◆ **Selection**
********************

Cluster-Based Patent Retrieval for Scientists and Technologists


Patents are a rich resource of scientific knowledge as each invention patented or desired to be patented embodies several technological concepts besides the key concept on which it is often based. Like in scientific literature, there is a practice of citing previous patents and other sources of information while describing the invention in a patent application.

Retrieval of past relevant patents irrespective of having been cited or not, to a target technology is a sine qua non in the filing and prosecution of patent applications. The main purpose of retrieving patent documents is to validate the genuineness of the technology in a patent application which is assiduously followed by large companies in the corporate sector maintaining sizable patent portfolios and also by their Patent Agents and Patent Attorneys. Competitive intelligence, to keep track on the competitor’s activities is usually their main objective for continuously conducting the patent search. Patent Examiners in patent offices around the world also conduct significant patent search to establish the novelty and check any infringement in the context of invalidity search (i.e., finding prior patents that contain some conflicting claims) which is often critical for a newly applied patent applications.

********************

◆ **Data extract**
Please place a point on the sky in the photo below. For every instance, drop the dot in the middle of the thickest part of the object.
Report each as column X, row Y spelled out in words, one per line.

********************

◆ **Given exercise 1**
From the text on patent retrieval, output the part that opens with the words containing "Cluster-Based Patent Retrieval" and closes with "a patent application.".
◆ **Given exercise 2**
In the text on patent retrieval, what is usually the main objective of continuously conducting the patent search?
The data plays no part in what comes next.

◆ **Exercise answer 1**
Cluster-Based Patent Retrieval for Scientists and Technologists


Patents are a rich resource of scientific knowledge as each invention patented or desired to be patented embodies several technological concepts besides the key concept on which it is often based. Like in scientific literature, there is a practice of citing previous patents and other sources of information while describing the invention in a patent application.

◆ **Exercise answer 2**
Competitive intelligence, to keep track of the competitor's activities.